# [THE PROBLEM]
From the listing below, show each line that contains the string "shorts".

# [MATERIAL FOR THIS TASK]
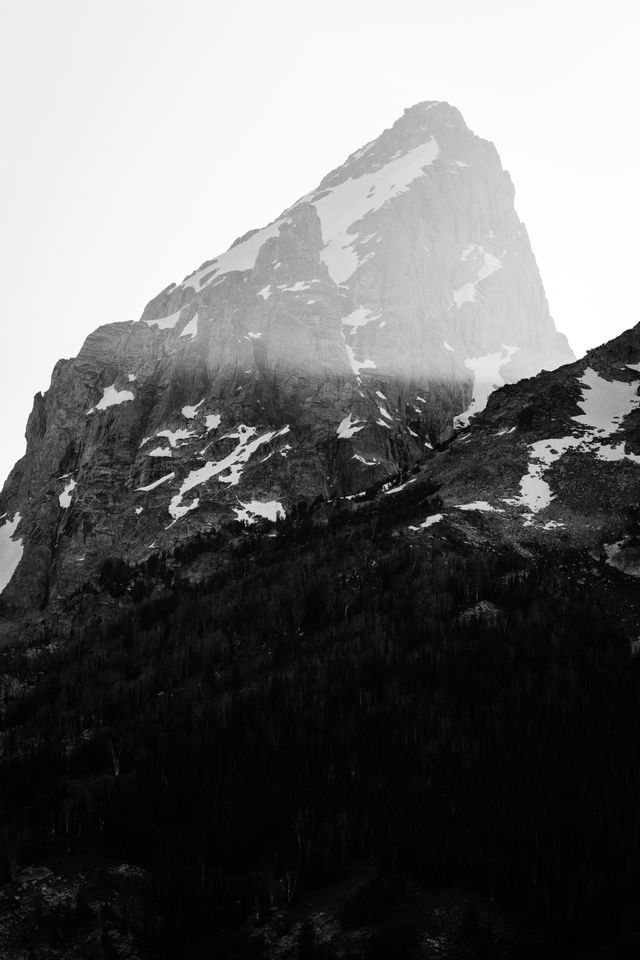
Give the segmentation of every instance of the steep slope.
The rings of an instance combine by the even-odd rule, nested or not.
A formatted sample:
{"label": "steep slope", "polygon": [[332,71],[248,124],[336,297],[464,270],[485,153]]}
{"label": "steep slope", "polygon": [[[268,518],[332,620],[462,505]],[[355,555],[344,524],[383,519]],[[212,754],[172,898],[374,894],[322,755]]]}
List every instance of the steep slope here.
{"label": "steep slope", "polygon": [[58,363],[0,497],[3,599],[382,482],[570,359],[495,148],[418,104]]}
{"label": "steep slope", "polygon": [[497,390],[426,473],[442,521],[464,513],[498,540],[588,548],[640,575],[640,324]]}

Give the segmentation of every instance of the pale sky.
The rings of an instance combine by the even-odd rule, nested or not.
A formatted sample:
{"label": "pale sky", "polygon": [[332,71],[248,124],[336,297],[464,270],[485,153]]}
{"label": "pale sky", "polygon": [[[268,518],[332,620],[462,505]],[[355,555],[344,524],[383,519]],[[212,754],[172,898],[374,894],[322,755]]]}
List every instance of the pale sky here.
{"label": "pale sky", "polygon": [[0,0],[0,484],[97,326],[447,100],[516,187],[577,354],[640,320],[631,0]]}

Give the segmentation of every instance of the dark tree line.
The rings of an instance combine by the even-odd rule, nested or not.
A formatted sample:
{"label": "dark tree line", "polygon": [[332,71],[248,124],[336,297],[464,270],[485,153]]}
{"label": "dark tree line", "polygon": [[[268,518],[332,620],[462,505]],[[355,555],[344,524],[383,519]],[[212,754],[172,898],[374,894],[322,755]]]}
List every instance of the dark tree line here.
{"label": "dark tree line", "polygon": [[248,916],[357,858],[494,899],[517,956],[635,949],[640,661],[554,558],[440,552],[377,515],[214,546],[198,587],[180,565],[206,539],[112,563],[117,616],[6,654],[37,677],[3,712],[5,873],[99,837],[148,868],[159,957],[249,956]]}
* * *
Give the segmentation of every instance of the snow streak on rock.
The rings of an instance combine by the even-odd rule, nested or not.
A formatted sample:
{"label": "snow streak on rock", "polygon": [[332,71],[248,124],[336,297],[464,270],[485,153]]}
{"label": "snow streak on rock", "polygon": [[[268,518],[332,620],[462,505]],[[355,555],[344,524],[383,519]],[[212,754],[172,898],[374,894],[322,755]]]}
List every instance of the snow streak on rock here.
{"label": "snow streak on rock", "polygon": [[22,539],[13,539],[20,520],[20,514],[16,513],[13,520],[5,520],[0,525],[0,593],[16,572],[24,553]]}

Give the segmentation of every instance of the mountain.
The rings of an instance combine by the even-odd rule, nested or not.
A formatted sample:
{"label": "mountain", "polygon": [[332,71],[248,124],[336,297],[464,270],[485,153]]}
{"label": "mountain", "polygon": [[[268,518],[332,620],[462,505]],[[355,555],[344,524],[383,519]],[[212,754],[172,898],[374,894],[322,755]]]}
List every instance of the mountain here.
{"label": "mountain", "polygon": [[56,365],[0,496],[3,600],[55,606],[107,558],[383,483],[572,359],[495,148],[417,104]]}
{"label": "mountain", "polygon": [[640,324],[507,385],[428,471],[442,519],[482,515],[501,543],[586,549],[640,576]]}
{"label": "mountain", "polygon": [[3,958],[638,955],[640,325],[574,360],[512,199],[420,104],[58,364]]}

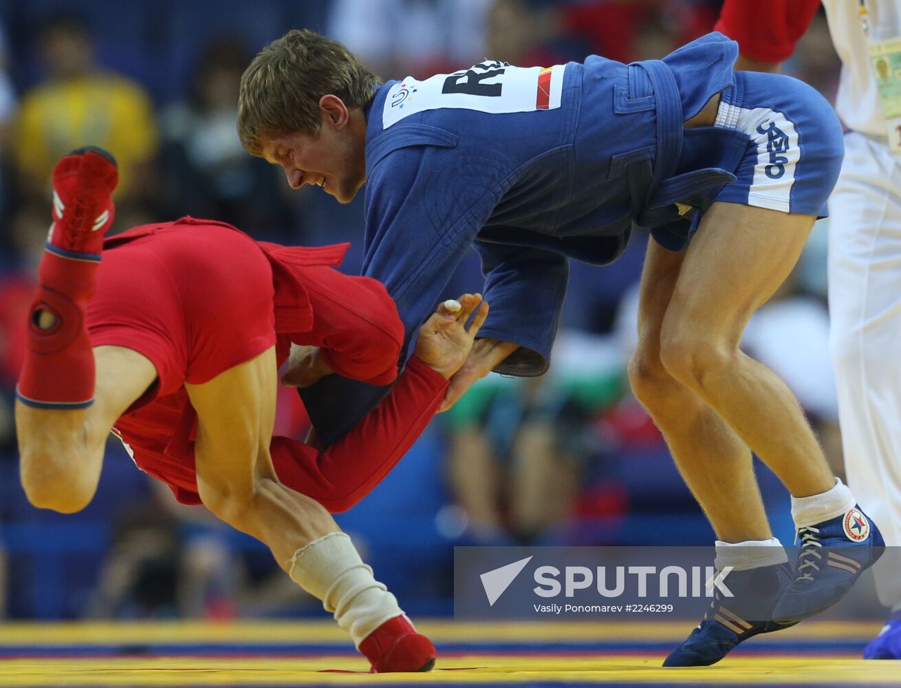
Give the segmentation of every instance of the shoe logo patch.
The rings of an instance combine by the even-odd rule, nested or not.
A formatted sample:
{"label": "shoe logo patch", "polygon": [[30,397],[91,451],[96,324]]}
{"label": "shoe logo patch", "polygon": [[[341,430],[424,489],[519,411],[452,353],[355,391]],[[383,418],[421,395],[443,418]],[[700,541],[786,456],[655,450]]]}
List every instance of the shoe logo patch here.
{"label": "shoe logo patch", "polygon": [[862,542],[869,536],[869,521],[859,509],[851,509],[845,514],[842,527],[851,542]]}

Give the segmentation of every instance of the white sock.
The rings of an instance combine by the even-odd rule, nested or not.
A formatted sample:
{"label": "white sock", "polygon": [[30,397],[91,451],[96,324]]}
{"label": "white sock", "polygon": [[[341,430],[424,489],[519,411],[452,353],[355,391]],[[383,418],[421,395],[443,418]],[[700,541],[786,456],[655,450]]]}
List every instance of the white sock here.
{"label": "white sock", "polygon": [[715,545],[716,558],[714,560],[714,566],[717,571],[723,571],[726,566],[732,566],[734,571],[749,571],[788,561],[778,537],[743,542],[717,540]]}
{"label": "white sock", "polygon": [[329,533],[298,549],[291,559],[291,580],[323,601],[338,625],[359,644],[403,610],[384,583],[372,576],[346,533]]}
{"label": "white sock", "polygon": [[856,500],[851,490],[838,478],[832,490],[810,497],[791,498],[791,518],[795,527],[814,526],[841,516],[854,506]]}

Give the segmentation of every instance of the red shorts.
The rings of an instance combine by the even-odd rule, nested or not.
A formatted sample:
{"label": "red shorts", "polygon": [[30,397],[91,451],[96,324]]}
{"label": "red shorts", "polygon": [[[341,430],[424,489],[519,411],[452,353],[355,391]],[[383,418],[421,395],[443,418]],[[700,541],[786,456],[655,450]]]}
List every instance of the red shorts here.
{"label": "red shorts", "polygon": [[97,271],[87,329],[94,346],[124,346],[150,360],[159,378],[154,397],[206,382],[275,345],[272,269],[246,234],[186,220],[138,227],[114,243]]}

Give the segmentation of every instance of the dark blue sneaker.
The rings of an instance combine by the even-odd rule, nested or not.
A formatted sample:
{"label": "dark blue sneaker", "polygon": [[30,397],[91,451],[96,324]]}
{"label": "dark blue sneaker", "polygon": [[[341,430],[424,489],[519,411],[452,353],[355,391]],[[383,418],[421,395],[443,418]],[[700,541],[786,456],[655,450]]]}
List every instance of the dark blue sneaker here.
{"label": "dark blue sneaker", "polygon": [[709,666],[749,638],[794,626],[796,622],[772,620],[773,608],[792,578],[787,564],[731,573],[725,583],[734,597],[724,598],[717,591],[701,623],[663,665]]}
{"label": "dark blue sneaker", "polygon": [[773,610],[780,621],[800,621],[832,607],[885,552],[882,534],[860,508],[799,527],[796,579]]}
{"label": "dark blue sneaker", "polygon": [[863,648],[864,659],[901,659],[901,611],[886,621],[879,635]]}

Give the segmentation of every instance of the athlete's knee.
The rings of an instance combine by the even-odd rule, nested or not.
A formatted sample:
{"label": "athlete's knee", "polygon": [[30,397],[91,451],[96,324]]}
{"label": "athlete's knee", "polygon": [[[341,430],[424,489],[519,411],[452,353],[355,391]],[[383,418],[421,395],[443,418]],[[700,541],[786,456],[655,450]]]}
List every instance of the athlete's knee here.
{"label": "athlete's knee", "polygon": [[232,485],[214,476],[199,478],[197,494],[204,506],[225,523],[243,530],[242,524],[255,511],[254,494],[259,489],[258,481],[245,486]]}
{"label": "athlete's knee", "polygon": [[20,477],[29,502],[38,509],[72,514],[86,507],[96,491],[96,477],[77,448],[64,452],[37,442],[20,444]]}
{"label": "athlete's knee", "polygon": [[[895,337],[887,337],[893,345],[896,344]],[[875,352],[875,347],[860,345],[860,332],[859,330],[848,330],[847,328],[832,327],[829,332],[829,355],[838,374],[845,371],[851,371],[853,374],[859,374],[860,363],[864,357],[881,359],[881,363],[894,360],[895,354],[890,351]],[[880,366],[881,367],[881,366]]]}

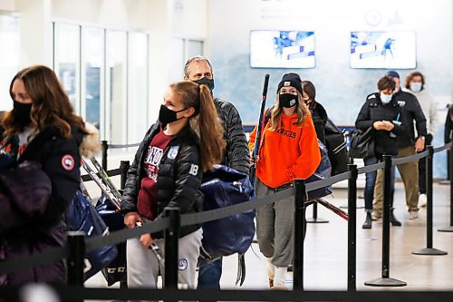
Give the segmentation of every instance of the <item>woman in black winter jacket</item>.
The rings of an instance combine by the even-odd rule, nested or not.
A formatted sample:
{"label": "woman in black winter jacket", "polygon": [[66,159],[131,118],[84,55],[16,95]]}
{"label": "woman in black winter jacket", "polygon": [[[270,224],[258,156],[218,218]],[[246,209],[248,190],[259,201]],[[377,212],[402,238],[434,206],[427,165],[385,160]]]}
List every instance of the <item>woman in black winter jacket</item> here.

# [WRITTEN ANSWER]
Give the segmentation of every instance of the red shorts.
{"label": "red shorts", "polygon": [[30,397],[91,451],[96,324]]}
{"label": "red shorts", "polygon": [[[341,430],[424,489],[519,411],[452,353],[355,391]],[[383,418],[421,395],[443,418]],[[700,541],[786,456],[655,450]]]}
List every instance of the red shorts here.
{"label": "red shorts", "polygon": [[97,271],[87,329],[94,346],[124,346],[150,360],[159,378],[154,397],[206,382],[275,345],[272,269],[246,234],[186,220],[138,227],[114,243]]}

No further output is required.